GIVEN TEXT below:

Buying with Christine

Buying a home or property is certainly one of the most rewarding experiences most of us ever have; it's also one of the most challenging.

If you're buying for the first time, the process may seem overwhelming. Even if you've been through it several times, every move is different, and presents new challenges.

One clear advantage of enlisting the help of Christine Wolter, an experienced Kelowna real estate agent, is simply that you don't have to "go it alone."

Christine delivers the highest level of real estate service. Let Christine Wolter assist you with your search for your Kelowna or Okanagan property.

Christine will:

Every home and property purchase is a big step, no matter how often you move. It helps to be well informed so you're in a better position to make the right choices.

Making An Offer

When you are ready to make an offer—know as Offer to Purchase—for a property Christine will discuss conditions for the property with you and write up the offer.

Christine will communicate your offer to the seller, or the seller's representative, on your behalf. Sometimes there may be more than one offer on a property coming in at the same time—Multiple Offers. Christine can guide you through this process.

Offer to Purchase

A legal document which specifies the terms and conditions of your offer to purchase a home or property. The offer can be Firm or Conditional.

Acceptance of the Offer

Christine will present your Offer to Purchase as soon as possible. The seller may accept the offer, reject it, or submit a counter-offer.

The counter-offer may be in reference to the price, the closing date, or any number of variables.

The offers can go back and forth until both parties have agreed or one of you ends the negotiations.

Planning a Move

Book the movers. You can choose to have the movers pack everything, or just the breakables, or you can pack yourself.

End of GIVEN TEXT.

**HOW TO COMPLETE THIS TASK:** Retype the home-buying text from "When you are" up to and including "through this process.". The records have no connection to the text above.

SOURCE MATERIAL below:

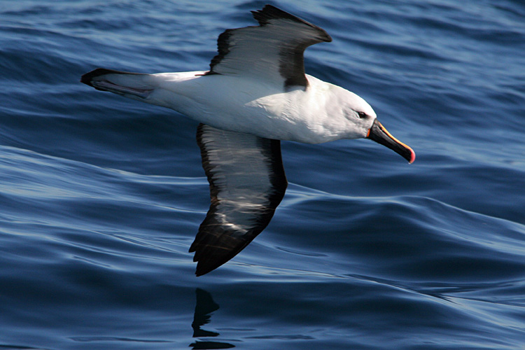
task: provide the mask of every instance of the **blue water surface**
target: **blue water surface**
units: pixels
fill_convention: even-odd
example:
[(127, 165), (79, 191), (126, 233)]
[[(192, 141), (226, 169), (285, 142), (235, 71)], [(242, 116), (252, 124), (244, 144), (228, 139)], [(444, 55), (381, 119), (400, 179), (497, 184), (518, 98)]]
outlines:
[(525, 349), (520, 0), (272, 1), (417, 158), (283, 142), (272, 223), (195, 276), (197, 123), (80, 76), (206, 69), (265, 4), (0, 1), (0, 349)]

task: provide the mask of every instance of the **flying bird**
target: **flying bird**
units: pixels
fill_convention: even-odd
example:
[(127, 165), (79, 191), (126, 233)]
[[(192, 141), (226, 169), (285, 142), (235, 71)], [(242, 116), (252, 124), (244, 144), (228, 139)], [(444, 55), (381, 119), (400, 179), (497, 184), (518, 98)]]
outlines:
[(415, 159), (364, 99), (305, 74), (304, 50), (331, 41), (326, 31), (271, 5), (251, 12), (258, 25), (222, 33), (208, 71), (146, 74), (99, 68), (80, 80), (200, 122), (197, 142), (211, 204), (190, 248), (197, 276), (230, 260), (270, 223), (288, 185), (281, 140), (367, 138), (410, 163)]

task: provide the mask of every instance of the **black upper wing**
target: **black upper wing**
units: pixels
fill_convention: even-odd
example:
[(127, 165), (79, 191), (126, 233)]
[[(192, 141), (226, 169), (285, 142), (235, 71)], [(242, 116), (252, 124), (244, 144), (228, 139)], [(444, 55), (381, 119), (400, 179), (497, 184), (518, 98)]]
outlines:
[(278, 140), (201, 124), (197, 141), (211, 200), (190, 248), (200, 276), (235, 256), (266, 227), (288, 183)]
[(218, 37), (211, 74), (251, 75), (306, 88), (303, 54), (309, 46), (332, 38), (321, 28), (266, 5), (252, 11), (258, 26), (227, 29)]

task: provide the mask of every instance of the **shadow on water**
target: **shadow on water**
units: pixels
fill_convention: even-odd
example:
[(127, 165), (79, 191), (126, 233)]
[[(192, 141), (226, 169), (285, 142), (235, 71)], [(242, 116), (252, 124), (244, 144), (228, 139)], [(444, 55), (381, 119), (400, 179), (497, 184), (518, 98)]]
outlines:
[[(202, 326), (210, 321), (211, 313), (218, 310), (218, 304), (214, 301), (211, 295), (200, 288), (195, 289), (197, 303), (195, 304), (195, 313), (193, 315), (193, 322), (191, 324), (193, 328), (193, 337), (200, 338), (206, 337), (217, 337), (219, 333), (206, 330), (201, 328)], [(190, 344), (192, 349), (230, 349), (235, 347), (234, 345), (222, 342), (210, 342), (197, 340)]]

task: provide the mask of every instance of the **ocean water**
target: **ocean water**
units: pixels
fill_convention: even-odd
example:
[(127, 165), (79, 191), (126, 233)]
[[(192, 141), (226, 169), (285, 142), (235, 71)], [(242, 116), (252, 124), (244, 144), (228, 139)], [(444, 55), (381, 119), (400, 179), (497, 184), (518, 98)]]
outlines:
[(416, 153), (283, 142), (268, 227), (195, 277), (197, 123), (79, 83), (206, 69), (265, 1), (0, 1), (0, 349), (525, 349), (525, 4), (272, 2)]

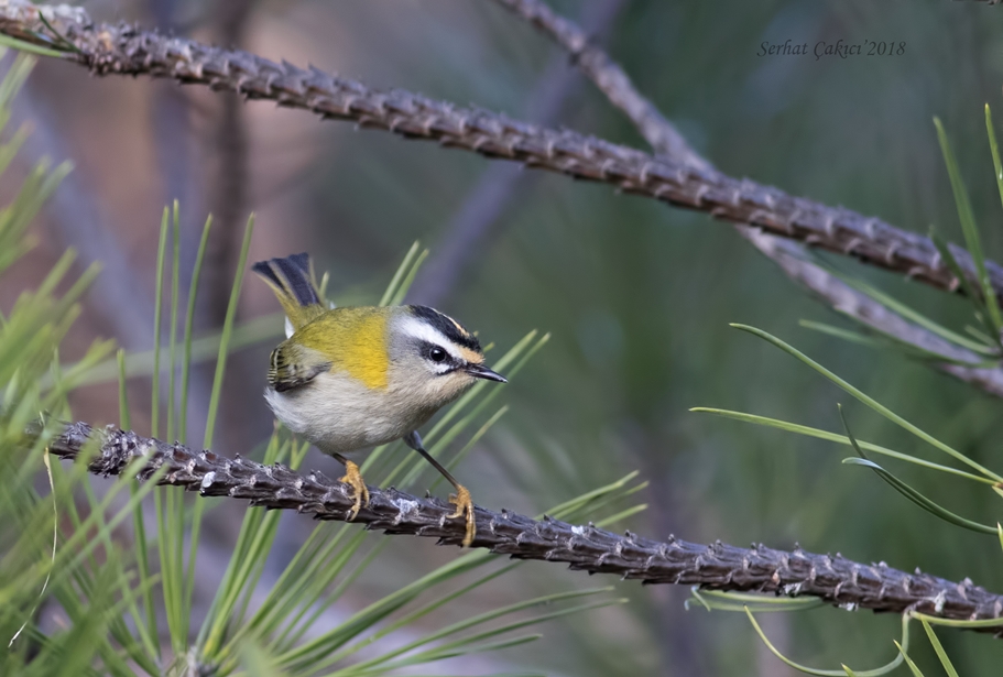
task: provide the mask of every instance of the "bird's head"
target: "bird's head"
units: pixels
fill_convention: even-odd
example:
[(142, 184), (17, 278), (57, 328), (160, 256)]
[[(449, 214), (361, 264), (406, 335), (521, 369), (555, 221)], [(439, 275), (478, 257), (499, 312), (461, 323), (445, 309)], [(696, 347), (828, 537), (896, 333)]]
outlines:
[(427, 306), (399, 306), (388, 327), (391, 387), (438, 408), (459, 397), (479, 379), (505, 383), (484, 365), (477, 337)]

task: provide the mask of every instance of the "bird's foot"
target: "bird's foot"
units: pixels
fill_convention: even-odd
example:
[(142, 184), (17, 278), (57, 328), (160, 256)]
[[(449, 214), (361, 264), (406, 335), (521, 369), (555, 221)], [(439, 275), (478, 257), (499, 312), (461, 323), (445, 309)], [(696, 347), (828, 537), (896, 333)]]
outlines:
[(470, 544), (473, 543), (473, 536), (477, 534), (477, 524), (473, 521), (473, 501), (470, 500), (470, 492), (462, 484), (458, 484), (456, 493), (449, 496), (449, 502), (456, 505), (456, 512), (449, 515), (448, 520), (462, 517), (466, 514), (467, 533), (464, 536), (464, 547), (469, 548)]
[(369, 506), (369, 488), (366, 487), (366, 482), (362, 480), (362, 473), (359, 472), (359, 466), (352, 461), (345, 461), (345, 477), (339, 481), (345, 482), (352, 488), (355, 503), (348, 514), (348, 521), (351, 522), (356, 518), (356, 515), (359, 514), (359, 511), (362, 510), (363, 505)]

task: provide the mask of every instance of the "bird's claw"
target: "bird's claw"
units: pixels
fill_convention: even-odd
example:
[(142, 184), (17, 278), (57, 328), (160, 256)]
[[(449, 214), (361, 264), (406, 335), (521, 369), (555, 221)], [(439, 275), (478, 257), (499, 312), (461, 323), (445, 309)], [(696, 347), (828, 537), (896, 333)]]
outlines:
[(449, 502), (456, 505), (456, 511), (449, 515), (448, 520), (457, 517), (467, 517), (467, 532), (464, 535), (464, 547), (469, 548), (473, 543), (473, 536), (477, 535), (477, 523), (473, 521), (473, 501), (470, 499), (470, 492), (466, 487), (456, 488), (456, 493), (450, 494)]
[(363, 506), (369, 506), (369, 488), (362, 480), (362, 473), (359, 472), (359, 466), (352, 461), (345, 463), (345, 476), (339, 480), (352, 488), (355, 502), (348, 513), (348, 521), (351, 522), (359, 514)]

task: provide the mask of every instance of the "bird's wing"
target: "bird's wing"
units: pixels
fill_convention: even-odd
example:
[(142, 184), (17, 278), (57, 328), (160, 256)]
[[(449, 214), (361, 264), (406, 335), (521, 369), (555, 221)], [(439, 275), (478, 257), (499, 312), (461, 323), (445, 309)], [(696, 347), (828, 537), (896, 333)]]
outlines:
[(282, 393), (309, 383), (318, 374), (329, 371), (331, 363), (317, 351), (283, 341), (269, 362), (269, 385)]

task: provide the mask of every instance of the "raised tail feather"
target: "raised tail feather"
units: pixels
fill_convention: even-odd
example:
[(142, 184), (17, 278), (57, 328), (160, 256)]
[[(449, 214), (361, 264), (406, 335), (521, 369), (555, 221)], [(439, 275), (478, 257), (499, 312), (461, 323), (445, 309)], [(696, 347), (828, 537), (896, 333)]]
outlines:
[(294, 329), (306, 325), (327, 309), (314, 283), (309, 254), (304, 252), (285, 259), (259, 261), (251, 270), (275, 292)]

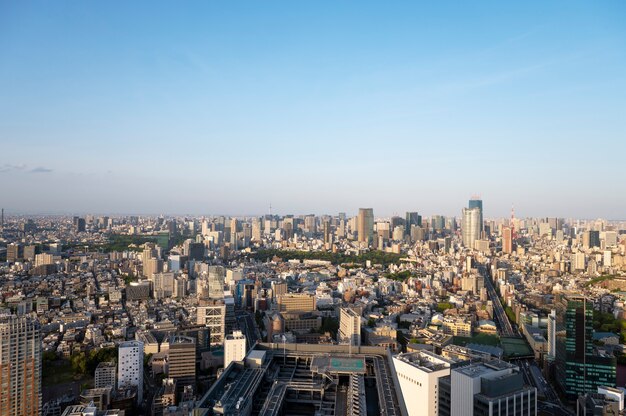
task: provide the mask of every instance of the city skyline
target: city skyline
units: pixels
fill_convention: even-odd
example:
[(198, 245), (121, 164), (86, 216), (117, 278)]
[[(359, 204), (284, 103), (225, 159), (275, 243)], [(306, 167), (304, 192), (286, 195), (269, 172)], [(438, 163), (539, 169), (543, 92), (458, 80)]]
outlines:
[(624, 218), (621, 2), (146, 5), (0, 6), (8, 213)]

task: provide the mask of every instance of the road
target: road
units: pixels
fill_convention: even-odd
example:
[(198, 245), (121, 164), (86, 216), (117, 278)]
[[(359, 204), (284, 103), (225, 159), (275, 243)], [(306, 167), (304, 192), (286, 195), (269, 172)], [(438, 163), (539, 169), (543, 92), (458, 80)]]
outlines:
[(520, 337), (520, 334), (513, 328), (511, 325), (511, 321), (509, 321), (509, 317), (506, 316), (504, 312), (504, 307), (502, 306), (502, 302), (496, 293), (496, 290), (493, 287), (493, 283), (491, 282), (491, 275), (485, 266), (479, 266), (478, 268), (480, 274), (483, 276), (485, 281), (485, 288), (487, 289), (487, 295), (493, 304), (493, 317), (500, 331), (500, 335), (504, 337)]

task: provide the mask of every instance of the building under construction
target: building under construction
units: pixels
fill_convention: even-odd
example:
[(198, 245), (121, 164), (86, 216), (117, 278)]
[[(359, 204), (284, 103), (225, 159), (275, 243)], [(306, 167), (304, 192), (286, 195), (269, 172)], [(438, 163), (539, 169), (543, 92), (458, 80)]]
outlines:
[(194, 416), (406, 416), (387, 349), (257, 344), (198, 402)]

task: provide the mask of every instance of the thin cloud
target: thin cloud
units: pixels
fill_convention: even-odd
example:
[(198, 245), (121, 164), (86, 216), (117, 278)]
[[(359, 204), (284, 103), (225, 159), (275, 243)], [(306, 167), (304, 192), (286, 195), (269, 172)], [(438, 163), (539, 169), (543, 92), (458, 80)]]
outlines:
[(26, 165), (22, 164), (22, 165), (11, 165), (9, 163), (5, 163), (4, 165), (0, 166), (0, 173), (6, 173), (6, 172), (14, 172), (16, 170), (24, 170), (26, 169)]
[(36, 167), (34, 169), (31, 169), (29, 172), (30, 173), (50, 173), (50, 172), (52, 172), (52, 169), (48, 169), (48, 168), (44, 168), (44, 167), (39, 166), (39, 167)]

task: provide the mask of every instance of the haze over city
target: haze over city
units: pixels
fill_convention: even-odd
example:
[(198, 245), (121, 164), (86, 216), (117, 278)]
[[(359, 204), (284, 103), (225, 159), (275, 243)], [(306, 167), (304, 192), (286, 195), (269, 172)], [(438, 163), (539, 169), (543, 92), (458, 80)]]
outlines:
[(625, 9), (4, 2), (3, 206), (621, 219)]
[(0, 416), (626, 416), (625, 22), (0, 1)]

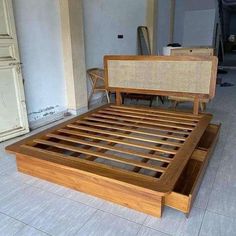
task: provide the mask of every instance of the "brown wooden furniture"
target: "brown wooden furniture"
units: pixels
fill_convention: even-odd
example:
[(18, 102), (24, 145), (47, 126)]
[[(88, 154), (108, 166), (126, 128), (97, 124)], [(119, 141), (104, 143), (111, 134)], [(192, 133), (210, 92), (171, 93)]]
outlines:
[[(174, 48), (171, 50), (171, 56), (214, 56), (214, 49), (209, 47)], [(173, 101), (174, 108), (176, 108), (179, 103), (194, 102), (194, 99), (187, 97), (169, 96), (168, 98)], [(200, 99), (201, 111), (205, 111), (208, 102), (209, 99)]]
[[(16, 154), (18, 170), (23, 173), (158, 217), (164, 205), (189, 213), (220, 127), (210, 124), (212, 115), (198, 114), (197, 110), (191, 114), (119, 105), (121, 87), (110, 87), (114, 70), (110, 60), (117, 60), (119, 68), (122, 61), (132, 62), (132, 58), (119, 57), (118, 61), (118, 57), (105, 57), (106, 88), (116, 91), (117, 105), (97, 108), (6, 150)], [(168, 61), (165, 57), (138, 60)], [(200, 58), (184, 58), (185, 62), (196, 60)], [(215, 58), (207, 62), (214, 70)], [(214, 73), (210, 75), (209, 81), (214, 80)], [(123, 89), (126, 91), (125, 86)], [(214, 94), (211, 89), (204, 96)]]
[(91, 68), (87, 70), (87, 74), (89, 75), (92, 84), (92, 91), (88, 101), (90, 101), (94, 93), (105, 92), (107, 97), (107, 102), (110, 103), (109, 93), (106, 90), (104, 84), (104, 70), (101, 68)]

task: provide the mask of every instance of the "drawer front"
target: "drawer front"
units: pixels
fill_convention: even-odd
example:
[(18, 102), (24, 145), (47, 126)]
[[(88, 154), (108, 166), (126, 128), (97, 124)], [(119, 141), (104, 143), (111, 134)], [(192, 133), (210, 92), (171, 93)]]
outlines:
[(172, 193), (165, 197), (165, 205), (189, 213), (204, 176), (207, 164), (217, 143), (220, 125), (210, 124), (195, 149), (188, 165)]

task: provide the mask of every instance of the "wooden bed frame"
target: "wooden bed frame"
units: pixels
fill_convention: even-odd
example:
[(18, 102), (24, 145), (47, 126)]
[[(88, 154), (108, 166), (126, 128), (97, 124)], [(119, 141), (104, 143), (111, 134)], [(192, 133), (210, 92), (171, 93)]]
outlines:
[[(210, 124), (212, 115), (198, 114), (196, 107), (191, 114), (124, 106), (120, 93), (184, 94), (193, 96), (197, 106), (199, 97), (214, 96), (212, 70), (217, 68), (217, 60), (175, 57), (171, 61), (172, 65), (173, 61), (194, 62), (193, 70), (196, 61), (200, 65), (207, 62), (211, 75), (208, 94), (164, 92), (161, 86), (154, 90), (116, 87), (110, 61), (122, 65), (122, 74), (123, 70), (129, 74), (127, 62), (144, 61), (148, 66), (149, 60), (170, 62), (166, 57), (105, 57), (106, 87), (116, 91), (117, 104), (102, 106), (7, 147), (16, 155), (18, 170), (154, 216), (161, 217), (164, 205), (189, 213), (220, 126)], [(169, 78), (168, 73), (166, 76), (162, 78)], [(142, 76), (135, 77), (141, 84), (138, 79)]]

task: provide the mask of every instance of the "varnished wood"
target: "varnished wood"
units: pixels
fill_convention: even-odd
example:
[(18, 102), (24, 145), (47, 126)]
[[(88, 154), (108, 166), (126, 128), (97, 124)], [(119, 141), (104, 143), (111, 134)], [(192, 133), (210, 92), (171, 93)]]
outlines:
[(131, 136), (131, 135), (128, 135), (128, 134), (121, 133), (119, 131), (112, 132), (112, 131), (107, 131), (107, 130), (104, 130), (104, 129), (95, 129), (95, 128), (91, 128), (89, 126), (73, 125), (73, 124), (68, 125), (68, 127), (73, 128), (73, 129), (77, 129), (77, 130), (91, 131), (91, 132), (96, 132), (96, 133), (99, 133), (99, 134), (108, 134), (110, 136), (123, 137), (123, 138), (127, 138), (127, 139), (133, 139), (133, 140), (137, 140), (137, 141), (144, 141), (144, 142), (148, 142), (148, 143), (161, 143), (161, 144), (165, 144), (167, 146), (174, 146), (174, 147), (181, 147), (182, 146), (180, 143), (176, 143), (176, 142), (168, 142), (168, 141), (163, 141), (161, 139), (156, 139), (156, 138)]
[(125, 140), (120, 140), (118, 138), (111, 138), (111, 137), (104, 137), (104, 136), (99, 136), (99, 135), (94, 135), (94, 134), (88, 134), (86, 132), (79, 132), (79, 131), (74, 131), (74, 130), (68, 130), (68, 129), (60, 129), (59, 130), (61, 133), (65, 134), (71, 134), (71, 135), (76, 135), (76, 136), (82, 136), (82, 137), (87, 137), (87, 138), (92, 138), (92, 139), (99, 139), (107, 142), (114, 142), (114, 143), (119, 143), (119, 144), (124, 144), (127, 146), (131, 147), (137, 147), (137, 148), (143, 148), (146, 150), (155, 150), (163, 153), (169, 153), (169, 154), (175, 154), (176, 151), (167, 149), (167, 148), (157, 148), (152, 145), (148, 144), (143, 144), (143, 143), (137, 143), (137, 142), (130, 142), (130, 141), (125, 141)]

End of SOURCE MATERIAL.

**ANSWER TO THE PROBLEM:**
When you are ready to make an offer—know as Offer to Purchase—for a property Christine will discuss conditions for the property with you and write up the offer.

Christine will communicate your offer to the seller, or the seller's representative, on your behalf. Sometimes there may be more than one offer on a property coming in at the same time—Multiple Offers. Christine can guide you through this process.